**Instruções das tarefas**
A - No trecho sobre a inconstitucionalidade, explique em até três frases por que o tribunal entende que o Recorrente só por engano alegou a violação do direito de acesso à habitação própria.
B - Retome o trecho sobre a inconstitucionalidade logo após a última frase apresentada e dê continuidade ao texto.

**Trecho**
■ ■ ■ ■ ■ ■ ■

Termos em que improcedem as conclusões.
**

2.2.2. Da inconstitucionalidade

Nas conclusões XXV a XXVIII, a Recorrente insurge-se contra a decisão recorrida, argumentando que «estamos perante uma grave violação do princípio constitucional da igualdade, consagrado no art.º. 13.º, n.º 1, da CRP, por tratar de forma diferente o arrendatário de uma parte de um imóvel com autonomia jurídica e o arrendatário de uma parte de um imóvel não autonomizada», uma vez que o primeiro tem direito a adquirir a fracção autónoma e o segundo não tem direito a adquirir o prédio. Mais alega que «também se verifica a violação do princípio constitucional ínsito no art.º. 65.º da CRP, de acesso à habitação própria e também viola o princípio da segurança jurídica, ínsito no princípio do estado de direito democrático consagrado no art.º. 20.º da CRP; porquanto o recorrente tinha expectativas dignas de tutela do seu direito de preferência consagrado no artigo 1091.º, n.º 1, do CC».
Vejamos, pois, se ocorre aquela violação dos apontados princípios constitucionais.

Iniciando a nossa análise pelo princípio que o Recorrente denomina «de acesso à habitação própria», cremos que só por lapso invocou a sua violação.
Isto porque o Recorrente é arrendatário comercial e, segundo o alegado no artigo 7º da petição inicial, explora no locado «uma loja de venda de vestuário e acessórios», realidade bem distinta de uma habitação.
Portanto, o arrendamento de que é titular não visa satisfazer as suas necessidades de habitação. Se tem arrendada para fins de exercício do comércio uma parte não autonomizada de um prédio urbano, obviamente que nenhumas «expectativas dignas de tutela» tinha de vir a habitar no locado ou na restante parte do prédio.
Além disso, em lado algum da petição alegou qualquer correlação entre o local arrendado e o «acesso à habitação própria». Não alegou, por exemplo, que não tem habitação própria e que precisa do local arrendado para nele habitar. Pelo contrário, alegou no artigo 16º «que o Autor há muito que pretendia adquirir aquele prédio para nele investir e melhorar o seu negócio» e no artigo 36º que estava em causa «a oportunidade de adquirir para si o imóvel para nele continuar a exercer a sua atividade comercial».
Nesta conformidade, nenhum substrato factual ou contratual tem a alegação do Recorrente, a qual só surge pela primeira vez no âmbito do recurso.

Também melhor sorte não merece a alegação de violação do princípio da segurança jurídica, enquanto realidade diferente do princípio da igualdade.

■ ■ ■ ■ ■ ■ ■

**Material**
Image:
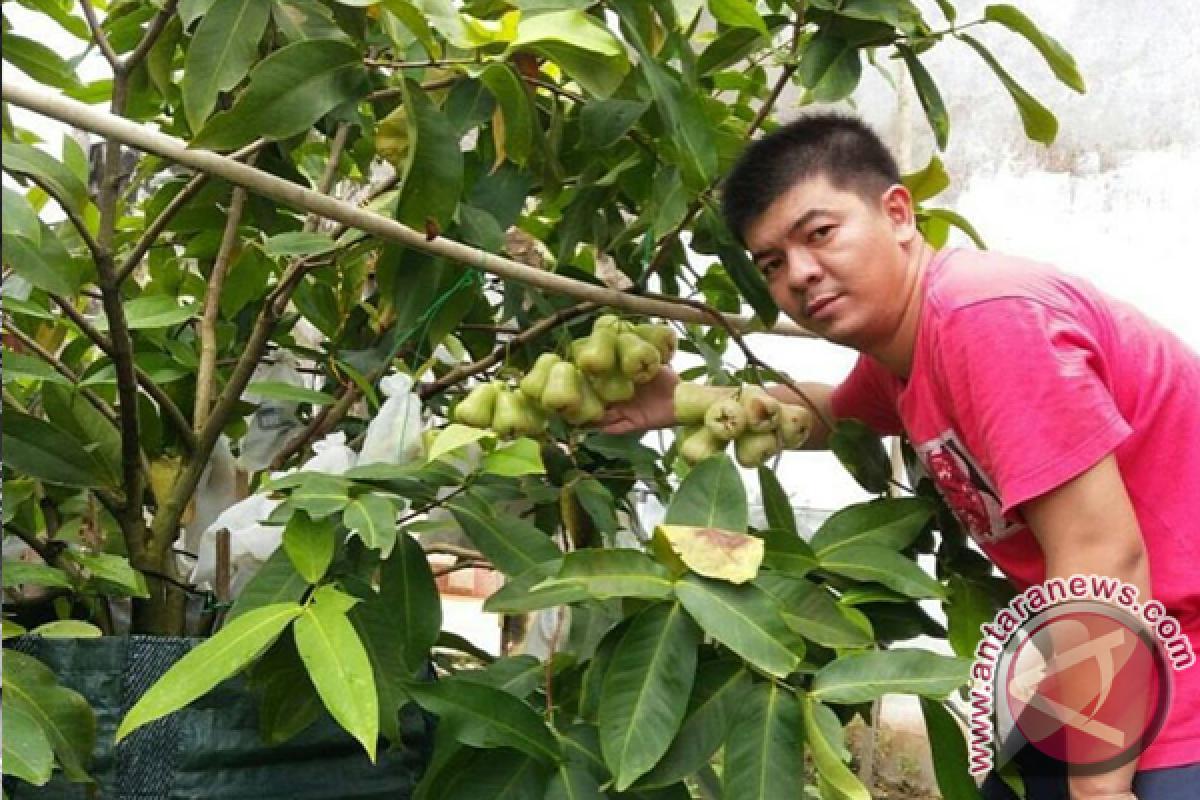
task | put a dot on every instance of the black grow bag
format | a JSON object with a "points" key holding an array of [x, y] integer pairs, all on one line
{"points": [[210, 750]]}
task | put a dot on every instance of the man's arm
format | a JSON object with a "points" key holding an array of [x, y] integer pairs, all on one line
{"points": [[1087, 527]]}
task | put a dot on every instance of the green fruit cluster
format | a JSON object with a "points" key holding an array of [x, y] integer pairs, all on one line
{"points": [[759, 425], [604, 367]]}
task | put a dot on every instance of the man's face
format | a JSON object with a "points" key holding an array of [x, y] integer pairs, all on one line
{"points": [[834, 262]]}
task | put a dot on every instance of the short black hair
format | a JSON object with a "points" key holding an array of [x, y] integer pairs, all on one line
{"points": [[839, 146]]}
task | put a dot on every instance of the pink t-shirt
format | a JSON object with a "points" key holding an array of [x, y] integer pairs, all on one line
{"points": [[1023, 378]]}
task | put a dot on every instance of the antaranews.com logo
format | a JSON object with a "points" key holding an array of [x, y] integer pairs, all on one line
{"points": [[1080, 669]]}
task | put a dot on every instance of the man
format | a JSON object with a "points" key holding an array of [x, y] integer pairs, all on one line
{"points": [[1062, 426]]}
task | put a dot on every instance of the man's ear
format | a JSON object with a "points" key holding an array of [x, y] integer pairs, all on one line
{"points": [[898, 206]]}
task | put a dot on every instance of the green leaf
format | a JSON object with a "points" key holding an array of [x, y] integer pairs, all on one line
{"points": [[882, 565], [228, 651], [276, 582], [18, 366], [887, 522], [958, 221], [763, 759], [63, 715], [340, 671], [25, 573], [509, 542], [1056, 55], [821, 727], [37, 61], [28, 755], [433, 168], [322, 494], [929, 95], [810, 611], [831, 68], [35, 447], [485, 716], [715, 702], [778, 507], [310, 543], [745, 619], [1041, 125], [646, 691], [606, 573], [949, 751], [28, 160], [150, 312], [604, 122], [928, 182], [407, 585], [454, 437], [514, 102], [298, 242], [519, 595], [711, 497], [67, 629], [221, 52], [862, 452], [738, 13], [373, 518], [580, 44], [863, 677], [522, 457], [292, 89]]}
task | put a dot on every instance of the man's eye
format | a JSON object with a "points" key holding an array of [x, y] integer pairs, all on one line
{"points": [[820, 234]]}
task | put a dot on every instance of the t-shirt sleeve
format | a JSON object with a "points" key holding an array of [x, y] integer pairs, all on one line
{"points": [[868, 396], [1030, 391]]}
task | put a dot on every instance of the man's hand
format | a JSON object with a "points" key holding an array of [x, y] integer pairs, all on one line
{"points": [[652, 407]]}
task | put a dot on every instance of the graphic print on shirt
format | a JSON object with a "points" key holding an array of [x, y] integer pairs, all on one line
{"points": [[967, 489]]}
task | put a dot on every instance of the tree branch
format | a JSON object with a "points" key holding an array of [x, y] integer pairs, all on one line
{"points": [[541, 326], [207, 371], [376, 224], [63, 370], [150, 235], [161, 398], [102, 42], [77, 222], [153, 32]]}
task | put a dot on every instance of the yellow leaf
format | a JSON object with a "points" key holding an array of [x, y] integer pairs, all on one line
{"points": [[712, 552]]}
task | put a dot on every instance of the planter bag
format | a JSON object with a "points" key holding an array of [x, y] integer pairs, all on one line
{"points": [[211, 749]]}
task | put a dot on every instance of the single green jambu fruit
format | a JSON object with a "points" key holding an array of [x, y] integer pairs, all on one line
{"points": [[613, 386], [756, 449], [598, 354], [591, 408], [795, 425], [726, 419], [639, 359], [661, 337], [691, 401], [478, 407], [534, 383], [700, 444], [510, 414], [762, 409], [564, 388], [607, 323]]}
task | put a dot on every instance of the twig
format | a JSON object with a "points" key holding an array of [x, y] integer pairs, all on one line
{"points": [[177, 204], [102, 42], [63, 370], [207, 371], [70, 210], [153, 32], [376, 224], [167, 405], [541, 326]]}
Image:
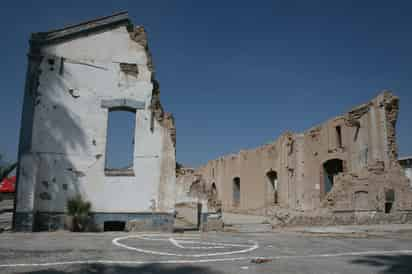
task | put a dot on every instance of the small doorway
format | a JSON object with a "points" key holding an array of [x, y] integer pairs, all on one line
{"points": [[114, 226]]}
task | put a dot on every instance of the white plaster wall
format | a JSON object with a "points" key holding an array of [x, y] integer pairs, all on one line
{"points": [[69, 134]]}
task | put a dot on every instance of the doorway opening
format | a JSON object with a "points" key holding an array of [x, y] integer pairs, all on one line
{"points": [[114, 226]]}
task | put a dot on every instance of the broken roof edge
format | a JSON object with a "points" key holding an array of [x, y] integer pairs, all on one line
{"points": [[86, 27]]}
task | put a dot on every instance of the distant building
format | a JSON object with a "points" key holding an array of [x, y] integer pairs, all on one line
{"points": [[77, 77], [406, 163], [342, 171]]}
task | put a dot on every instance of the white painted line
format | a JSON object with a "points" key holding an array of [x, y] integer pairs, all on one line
{"points": [[211, 245], [175, 243], [116, 242], [113, 262]]}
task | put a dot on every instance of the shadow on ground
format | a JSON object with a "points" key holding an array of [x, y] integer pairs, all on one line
{"points": [[116, 269], [388, 264]]}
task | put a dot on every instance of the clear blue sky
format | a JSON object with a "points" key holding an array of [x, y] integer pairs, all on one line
{"points": [[236, 74]]}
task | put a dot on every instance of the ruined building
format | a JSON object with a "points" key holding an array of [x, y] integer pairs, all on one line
{"points": [[342, 171], [77, 77]]}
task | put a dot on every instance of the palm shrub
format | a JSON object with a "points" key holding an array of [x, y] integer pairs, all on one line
{"points": [[79, 210]]}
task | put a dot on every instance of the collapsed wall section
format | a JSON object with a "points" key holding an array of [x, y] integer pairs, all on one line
{"points": [[76, 77], [345, 165]]}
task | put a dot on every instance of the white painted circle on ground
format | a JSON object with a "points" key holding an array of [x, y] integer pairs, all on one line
{"points": [[182, 243]]}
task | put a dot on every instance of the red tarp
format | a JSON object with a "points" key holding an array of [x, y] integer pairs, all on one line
{"points": [[8, 185]]}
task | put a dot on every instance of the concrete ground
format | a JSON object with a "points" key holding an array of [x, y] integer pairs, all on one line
{"points": [[281, 252]]}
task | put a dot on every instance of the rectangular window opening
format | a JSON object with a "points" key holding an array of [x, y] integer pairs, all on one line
{"points": [[120, 143], [339, 136]]}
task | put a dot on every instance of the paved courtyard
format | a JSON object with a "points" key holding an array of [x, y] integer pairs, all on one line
{"points": [[282, 252]]}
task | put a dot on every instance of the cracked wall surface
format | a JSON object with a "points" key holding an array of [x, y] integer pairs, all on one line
{"points": [[363, 141], [75, 76]]}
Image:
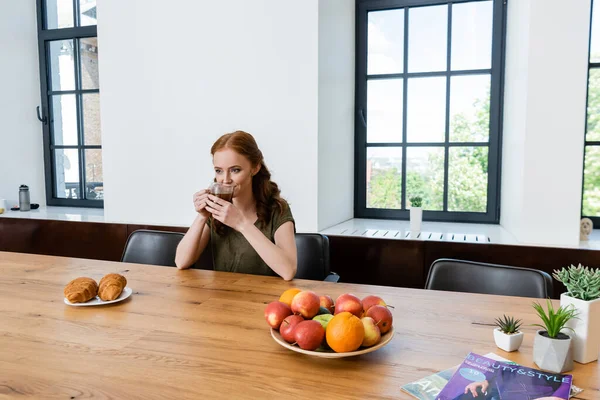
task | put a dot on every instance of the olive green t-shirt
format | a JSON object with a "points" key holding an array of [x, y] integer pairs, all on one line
{"points": [[232, 252]]}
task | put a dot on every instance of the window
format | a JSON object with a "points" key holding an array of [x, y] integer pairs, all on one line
{"points": [[428, 99], [591, 169], [70, 111]]}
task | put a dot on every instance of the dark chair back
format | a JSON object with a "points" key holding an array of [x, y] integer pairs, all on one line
{"points": [[313, 257], [474, 277], [152, 247]]}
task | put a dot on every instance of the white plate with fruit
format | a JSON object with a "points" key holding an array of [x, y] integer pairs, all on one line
{"points": [[310, 324]]}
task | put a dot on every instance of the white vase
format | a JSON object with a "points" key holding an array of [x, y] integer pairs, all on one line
{"points": [[508, 342], [416, 217], [586, 338]]}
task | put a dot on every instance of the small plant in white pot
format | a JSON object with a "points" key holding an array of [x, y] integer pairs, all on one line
{"points": [[507, 335], [551, 347], [416, 213], [583, 292]]}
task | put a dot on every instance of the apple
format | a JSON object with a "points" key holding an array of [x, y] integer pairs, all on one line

■ ■ ■ ■ ■ ■ ■

**Resultados finais**
A - O Recorrente é arrendatário comercial e usa o local para uma loja de roupas e acessórios, e não como moradia, então o arrendamento não atende a necessidades de habitação. Além disso, na petição ele nunca ligou o local ao acesso à habitação própria. Pelo contrário, disse que queria comprar o prédio para investir e continuar seu negócio.

B -
O Recorrente não suscita de forma adequada uma questão de constitucionalidade normativa com base no princípio da segurança jurídica: limita-se a afirmar, sem aduzir qualquer motivação, que «também viola o princípio da segurança jurídica, ínsito no princípio do estado de direito democrático consagrado no art.º. 20.º da CRP; porquanto o recorrente tinha expectativas dignas de tutela do seu direito de preferência consagrado no artigo 1091.º, n.º 1, do CC».
Na motivação das alegações não consta qualquer fundamentação autónoma que permita alicerçar aquela conclusão.
Para que uma questão de constitucionalidade se considere suscitada em termos adequados perante o tribunal não é suficiente referir que a decisão viola a Constituição, tornando-se outrossim necessário que seja discernível a autonomização da questão de constitucionalidade da norma relativamente ao conteúdo da própria decisão em causa.
Portanto, temos de nos circunscrever à relação que o Recorrente estabelece na conclusão XXVII, entre o princípio da segurança jurídica e as expectativas dignas de tutela que alegadamente tinha de poder exercer a preferência.
O princípio da segurança jurídica é um componente do princípio do Estado de Direito. Através do princípio da segurança jurídica procura-se genericamente garantir que a ordem jurídica fornece uma base fiável para o comportamento dos cidadãos, assegurando que a atuação dos poderes públicos, para além de acessível e cognoscível, respeita índices de previsibilidade quanto ao direito aplicável a uma dada situação.

Como se refere no acórdão nº 156/95 do Tribunal Constitucional, de 14.03.1995 (Bravo Serra):
«Haverá, assim, que proceder a um justo balanceamento entre a proteção das expectativas dos cidadãos decorrente do princípio do Estado de direito democrático e a liberdade constitutiva e conformadora do legislador, também ele democraticamente legitimado, legislador ao qual, inequivocamente, há que reconhecer a licitude (senão mesmo o dever) de tentar adequar as soluções jurídicas às realidades existentes, consagrando as mais acertadas e razoáveis, ainda que elas impliquem que sejam «tocadas» relações ou situações que, até então, eram regidas de outra sorte.
Um tal equilíbrio, como o Tribunal tem assinalado, será alcançado nos casos em que, ocorrendo mudança de regulação pela lei nova, esta [não] vai implicar, nas relações e situações jurídicas já antecedentemente constituídas, uma alteração inadmissível, intolerável, arbitrária, demasiado onerosa e inconsistente, alteração com a qual os cidadãos e a comunidade não poderiam contar, expectantes que estavam, razoável e fundadamente, na manutenção do ordenamento jurídico que regia a constituição daquelas relações e situações. Nesses casos, impor-se-á que atue o subprincípio da proteção da confiança e segurança jurídica que está implicado pelo princípio do Estado de direito democrático, por forma a que a nova lei não vá, de forma acentuadamente arbitrária ou intolerável, desrespeitar os mínimos de certeza e segurança que todos têm de respeitar.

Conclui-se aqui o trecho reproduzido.